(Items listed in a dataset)

══════

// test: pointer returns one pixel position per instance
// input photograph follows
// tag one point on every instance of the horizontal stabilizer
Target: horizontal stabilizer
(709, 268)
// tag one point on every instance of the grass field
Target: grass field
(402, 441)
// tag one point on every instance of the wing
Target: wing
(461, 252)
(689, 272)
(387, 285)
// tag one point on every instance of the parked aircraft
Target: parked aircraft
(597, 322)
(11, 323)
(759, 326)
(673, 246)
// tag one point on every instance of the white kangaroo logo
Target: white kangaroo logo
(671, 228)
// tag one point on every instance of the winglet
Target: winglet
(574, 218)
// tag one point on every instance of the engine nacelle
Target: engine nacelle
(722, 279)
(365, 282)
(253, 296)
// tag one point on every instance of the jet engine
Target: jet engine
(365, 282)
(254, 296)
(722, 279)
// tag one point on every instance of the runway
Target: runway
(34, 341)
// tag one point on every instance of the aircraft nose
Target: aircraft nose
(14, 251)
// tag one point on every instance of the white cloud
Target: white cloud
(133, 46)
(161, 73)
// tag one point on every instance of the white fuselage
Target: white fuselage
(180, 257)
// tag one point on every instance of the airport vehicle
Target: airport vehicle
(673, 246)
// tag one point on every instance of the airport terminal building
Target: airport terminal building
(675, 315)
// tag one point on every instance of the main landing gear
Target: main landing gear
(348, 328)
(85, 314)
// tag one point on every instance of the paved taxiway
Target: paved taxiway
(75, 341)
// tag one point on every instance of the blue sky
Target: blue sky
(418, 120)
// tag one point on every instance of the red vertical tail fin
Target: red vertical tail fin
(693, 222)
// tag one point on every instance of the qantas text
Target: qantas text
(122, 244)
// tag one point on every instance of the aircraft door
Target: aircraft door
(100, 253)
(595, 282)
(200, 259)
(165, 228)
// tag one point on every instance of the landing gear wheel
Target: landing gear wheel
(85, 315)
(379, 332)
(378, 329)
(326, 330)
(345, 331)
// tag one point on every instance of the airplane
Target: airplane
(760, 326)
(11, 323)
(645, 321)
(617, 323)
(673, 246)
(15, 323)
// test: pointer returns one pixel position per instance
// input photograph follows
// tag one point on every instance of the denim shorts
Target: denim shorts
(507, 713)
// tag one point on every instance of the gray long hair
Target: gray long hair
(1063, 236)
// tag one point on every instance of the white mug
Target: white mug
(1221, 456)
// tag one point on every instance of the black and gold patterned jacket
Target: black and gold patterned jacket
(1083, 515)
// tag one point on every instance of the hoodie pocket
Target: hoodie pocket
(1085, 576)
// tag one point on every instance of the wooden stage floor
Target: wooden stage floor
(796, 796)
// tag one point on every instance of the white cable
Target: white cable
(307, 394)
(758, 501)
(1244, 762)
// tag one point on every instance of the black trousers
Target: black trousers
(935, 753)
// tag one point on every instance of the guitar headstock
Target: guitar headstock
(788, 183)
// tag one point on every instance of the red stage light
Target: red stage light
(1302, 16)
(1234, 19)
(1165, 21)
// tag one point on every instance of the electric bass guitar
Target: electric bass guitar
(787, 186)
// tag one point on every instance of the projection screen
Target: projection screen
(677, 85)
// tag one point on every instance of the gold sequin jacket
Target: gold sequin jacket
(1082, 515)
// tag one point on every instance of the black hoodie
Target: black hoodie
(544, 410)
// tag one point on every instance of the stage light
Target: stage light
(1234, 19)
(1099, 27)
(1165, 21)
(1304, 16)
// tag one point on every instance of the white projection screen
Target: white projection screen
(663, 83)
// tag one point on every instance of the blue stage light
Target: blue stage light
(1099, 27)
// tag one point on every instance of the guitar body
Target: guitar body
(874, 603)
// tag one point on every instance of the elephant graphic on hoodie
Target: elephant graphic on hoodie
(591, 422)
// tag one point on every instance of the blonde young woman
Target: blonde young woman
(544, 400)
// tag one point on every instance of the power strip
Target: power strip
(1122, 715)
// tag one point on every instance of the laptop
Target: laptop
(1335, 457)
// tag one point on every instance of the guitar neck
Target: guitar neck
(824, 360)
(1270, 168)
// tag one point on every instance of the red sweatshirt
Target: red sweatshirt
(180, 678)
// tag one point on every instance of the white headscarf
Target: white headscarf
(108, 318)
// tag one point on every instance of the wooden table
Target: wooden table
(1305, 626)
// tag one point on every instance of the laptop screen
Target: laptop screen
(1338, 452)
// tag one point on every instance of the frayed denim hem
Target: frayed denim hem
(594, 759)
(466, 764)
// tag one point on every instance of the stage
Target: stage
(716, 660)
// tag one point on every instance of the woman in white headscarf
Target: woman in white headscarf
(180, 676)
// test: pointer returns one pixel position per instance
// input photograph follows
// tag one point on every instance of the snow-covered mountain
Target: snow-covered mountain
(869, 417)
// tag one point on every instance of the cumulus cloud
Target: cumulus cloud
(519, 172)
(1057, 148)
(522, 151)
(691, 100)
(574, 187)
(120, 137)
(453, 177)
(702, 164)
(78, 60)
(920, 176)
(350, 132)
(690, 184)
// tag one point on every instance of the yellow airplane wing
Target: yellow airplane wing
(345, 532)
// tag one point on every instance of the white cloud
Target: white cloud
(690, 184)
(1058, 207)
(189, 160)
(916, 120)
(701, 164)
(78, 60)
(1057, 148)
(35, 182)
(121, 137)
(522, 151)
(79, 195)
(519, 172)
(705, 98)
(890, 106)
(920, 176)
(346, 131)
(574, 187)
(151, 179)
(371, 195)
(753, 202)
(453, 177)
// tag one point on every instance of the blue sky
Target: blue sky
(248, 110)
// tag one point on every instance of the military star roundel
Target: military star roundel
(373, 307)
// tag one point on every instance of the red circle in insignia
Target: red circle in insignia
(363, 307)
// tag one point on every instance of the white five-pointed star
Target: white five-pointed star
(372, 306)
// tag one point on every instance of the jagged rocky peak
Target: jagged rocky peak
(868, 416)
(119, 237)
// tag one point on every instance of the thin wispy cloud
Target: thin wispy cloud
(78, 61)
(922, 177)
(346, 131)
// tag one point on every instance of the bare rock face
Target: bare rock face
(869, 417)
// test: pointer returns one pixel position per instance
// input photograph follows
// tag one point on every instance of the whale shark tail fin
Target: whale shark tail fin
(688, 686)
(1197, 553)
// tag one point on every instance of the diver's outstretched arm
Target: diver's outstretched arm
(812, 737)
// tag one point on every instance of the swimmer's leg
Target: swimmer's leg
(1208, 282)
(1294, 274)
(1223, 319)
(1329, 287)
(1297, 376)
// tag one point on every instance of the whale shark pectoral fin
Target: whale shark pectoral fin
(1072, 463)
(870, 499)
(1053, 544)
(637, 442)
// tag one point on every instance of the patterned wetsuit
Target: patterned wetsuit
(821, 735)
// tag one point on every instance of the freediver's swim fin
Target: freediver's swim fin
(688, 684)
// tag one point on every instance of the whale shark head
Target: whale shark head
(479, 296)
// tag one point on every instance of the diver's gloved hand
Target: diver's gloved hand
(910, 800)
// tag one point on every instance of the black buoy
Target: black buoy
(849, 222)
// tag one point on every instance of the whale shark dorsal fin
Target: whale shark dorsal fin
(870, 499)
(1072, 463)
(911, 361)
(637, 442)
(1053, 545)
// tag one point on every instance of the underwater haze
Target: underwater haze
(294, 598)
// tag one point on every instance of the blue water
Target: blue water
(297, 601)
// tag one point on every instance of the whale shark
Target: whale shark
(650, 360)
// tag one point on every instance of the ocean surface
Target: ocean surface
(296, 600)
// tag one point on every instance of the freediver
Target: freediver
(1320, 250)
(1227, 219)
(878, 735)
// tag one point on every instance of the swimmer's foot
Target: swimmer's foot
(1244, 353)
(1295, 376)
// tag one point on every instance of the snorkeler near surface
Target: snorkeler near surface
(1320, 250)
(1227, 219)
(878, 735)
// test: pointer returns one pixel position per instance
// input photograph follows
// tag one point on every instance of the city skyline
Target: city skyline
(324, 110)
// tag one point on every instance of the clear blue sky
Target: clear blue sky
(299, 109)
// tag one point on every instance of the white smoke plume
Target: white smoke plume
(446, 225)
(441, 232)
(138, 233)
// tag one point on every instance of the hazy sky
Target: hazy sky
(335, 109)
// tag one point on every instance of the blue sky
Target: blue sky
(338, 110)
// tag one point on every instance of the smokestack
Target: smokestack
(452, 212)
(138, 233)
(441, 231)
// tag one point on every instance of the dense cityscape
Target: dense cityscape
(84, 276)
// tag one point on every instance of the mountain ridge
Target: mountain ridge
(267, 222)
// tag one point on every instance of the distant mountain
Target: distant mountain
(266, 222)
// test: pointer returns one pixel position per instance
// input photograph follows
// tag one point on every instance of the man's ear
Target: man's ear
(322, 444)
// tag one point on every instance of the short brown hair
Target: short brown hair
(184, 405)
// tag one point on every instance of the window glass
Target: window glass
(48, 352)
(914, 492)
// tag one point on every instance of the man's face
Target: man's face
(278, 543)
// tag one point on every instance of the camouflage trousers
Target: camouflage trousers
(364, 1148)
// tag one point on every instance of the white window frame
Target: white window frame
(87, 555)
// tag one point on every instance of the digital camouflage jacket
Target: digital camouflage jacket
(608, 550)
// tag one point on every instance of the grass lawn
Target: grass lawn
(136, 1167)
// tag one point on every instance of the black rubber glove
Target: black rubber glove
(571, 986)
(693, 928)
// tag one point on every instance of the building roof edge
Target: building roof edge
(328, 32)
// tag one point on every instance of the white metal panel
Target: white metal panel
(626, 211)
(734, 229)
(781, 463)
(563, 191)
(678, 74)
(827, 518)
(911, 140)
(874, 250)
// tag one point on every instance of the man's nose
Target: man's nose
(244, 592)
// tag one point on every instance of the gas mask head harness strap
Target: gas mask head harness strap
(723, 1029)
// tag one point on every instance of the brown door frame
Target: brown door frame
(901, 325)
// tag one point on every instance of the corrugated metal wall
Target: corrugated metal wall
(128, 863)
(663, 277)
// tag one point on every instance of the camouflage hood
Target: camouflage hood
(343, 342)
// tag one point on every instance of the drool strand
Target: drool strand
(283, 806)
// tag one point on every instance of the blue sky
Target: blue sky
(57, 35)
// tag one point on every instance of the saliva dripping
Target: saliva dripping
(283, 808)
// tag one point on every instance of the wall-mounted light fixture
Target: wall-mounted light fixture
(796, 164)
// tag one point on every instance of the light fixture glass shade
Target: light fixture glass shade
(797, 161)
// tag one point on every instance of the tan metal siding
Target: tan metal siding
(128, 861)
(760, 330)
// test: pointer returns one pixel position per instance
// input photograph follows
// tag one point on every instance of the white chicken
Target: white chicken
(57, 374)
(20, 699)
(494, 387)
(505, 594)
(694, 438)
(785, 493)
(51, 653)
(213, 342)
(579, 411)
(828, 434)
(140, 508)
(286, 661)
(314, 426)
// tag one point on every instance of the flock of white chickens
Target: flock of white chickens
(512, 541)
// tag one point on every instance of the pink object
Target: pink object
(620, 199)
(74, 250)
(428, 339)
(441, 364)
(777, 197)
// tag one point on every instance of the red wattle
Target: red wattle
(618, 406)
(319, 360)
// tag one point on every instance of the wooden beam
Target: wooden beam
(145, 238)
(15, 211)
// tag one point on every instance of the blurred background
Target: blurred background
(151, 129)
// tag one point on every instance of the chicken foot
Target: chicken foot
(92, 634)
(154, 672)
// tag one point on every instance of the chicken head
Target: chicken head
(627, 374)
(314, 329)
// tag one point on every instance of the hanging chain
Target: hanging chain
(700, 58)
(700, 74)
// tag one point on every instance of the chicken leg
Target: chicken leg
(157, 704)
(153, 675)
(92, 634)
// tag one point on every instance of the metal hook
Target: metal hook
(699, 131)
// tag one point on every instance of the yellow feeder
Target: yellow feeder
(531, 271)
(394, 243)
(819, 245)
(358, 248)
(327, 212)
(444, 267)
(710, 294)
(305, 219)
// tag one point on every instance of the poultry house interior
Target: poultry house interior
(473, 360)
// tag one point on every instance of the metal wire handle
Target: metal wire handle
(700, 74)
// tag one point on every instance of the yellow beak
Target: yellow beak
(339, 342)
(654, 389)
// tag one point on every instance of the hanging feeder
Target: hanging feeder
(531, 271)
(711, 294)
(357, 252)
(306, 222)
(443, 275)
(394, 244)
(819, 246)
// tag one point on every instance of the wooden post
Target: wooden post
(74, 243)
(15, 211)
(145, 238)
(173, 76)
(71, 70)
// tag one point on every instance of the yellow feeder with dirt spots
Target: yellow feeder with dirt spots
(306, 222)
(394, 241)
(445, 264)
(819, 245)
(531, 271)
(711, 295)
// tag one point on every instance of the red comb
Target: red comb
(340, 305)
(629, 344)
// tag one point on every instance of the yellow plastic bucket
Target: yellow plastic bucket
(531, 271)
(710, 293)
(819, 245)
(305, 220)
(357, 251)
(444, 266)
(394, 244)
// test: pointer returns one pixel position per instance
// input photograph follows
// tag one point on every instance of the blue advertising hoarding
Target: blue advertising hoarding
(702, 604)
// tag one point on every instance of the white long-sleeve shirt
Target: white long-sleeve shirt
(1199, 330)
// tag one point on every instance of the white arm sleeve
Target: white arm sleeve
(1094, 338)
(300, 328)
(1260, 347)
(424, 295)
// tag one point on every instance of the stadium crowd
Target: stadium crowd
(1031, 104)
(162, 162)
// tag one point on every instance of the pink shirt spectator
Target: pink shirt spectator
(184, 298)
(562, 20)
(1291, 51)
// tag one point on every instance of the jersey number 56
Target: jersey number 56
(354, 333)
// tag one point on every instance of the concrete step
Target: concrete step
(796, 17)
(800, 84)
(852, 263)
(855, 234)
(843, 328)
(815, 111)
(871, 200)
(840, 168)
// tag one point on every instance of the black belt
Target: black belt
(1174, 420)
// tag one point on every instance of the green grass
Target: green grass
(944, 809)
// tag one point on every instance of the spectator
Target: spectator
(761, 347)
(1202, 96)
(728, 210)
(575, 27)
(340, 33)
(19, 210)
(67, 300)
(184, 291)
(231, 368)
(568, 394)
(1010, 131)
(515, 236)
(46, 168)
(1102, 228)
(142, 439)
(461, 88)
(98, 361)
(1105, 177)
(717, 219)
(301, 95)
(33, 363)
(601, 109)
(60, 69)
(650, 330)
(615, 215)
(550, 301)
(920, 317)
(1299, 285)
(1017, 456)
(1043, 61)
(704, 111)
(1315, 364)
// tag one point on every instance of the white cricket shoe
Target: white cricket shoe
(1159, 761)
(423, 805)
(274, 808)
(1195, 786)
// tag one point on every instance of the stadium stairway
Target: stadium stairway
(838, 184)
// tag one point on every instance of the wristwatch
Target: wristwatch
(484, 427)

══════

* [Your instructions] Output only the lines from the one holding "the white arm sleeve" through the last line above, exactly as they appear.

* [Solution to this task]
// tag one point on every instance of the white arm sleeve
Target: white arm sleeve
(1094, 338)
(300, 328)
(1260, 347)
(424, 295)
// tag one point on every instance of the stadium crowd
Target: stadium crowd
(1031, 104)
(162, 162)
// tag one point on every instance of the pink shirt spectator
Target: pink shirt spectator
(184, 298)
(562, 20)
(1291, 51)
// tag one point on every instance of the jersey number 56
Target: jersey number 56
(354, 333)
// tag one point on every instance of the concrete step
Target: concrete step
(796, 17)
(800, 84)
(852, 263)
(855, 234)
(843, 328)
(815, 111)
(871, 200)
(840, 168)
// tag one point on every instance of the black belt
Target: black belt
(1174, 420)
// tag one point on every instance of the green grass
Target: green grass
(944, 809)
// tag one point on every instance of the spectator
Target: spectator
(761, 347)
(1202, 96)
(728, 210)
(575, 27)
(340, 33)
(19, 210)
(67, 300)
(184, 291)
(231, 368)
(568, 394)
(1010, 131)
(515, 236)
(46, 168)
(1102, 228)
(142, 439)
(461, 88)
(98, 361)
(1105, 177)
(717, 219)
(301, 95)
(33, 363)
(601, 109)
(60, 69)
(650, 330)
(615, 215)
(550, 301)
(920, 317)
(1299, 285)
(1017, 456)
(1043, 61)
(704, 111)
(1315, 364)
// tag one point on every instance of the white cricket shoe
Target: white cricket shoe
(1159, 761)
(423, 805)
(274, 808)
(1195, 786)
// tag one point on every instance of the stadium stairway
Target: stadium stairway
(838, 184)
// tag one point on every instance of the wristwatch
Target: wristwatch
(484, 427)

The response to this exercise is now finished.